I asked a friend what had happened.  He said simply, “that was where the money ran out,” referring to the oil crash that had engulfed Texas and the  remainder of the oil patch in the preceding years.  Looking around he then pointed out other buildings which, although they had been completed, sat all or mostly empty.  He explained at one time most of them had been full, before reductions in spending gradually depleted them.

Looking back in the years ahead, that is how Alaskans are likely to remember Medicaid expansion.  That is where the money ran out.  Hopefully, we won’t need to add to that a large number of additional, hollowed out programs, but there will be some.

Rather than expansion, what Alaska faces in the coming years within state government is “competition.”  Programs will have to compete with each other to identify which are the most important.  It is not going to be pretty, but it is going to be necessary.  As the earlier ISER analysis indicates, the sooner we get at it, and turn spending into savings, the softer the landing — and the brighter the future.

Refusing Medicaid expansion is the first step in that effort.  The Governor made the right call in deciding that expanding the program is a bridge too far.  Now, hopefully he realizes we also need to start quickly marching down the other side of that hill.

One response to “Where the money runs out: The price of oil, Medicaid expansion and Alaska social policy …

  1. Brad,

    Just a few points from the empirical or forecasting side of things. Neither of which detracts from your key points of needing to reduce spending at the State level to be more inline with these price expectations.

    Regarding benchmark or “benchmark” pricing and EIA’s forecasts:

    1. The STEO often takes liberties with their month on month fx. This is great due to exogenous factors (logistical/supply bottlenecks, delays or early upstream production, etc…) that are not built into their annual time series forecasts. How much better are these than their annual forecasts? Hopefully better, but these assumptions or inclusions of shocks and shifts to the forecast undermine the validity of a projection and make the forecast all the more likely to be spurious (not wrong per se, but more likely to have an element or component – a unit root for you statisticians out there – that can cause problems in statistical inference or forecasts). The EIA guys are top shelf statisticians and policy boffins, but even they can’t stop the decreases in certainty that come along with model corrections.

**WORK TO COMPLETE:**
a - Please list every all-capital acronym that appears in the passage on Alaska's oil money and Medicaid expansion.
b - Extend the passage on Alaska's oil money and Medicaid expansion, picking up right after its final sentence.

Descriptions of regions in natural language:
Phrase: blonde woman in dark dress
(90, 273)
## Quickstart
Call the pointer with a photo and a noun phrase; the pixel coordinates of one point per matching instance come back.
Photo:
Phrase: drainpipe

**ANSWERS TO THE PROBLEMS:**
a - ISER, EIA, STEO

b -
    2. Speaking about spurious relationships, I would be pretty leery of extrapolating too much out of the ANS/Brent relationship. You may or may not know this but the Brent pricing system is a little more convoluted than the WTI or Dubai or (pick almost any other benchmark inc. ANS). In short, the fields and weights assigned to the oil coming out of various N. Sea fields. In fact the Brent pricing system has seen a large number of field consolidations over the last 10-15 years (most recently in 2008) due to declining production at the fields that compose the Brent blend. This is all of course to minimize market manipulation and to ensure that the benchmark doesn’t suffer from a liquidity premium (some academics in Norway and elsewhere argue that it does). Again, this is a exogenous factor, aimed at keeping prices stable, but would (for me) undermine any ability to make the kind of inferences that consultants get paid to make.

    I am well aware that other benchmarks suffer from these same kind of shocks, but the fact that they have more to due with logistical constraints rather than liquidity or how the benchmark is defined, makes them easier to account for.

    -Harrison

    P.S. I did have one question with regards to Alaska’s budgeting process. I am guessing that the ANS pricing to balance the budget is an annual average? Also, do you know how the state comes up with its own pricing forecasts or what kind of factor they use in determining what price balances the budget? (ie: a risk averse state budget would balance a budget by a factor of less than 1 relative to the spot price for ANS).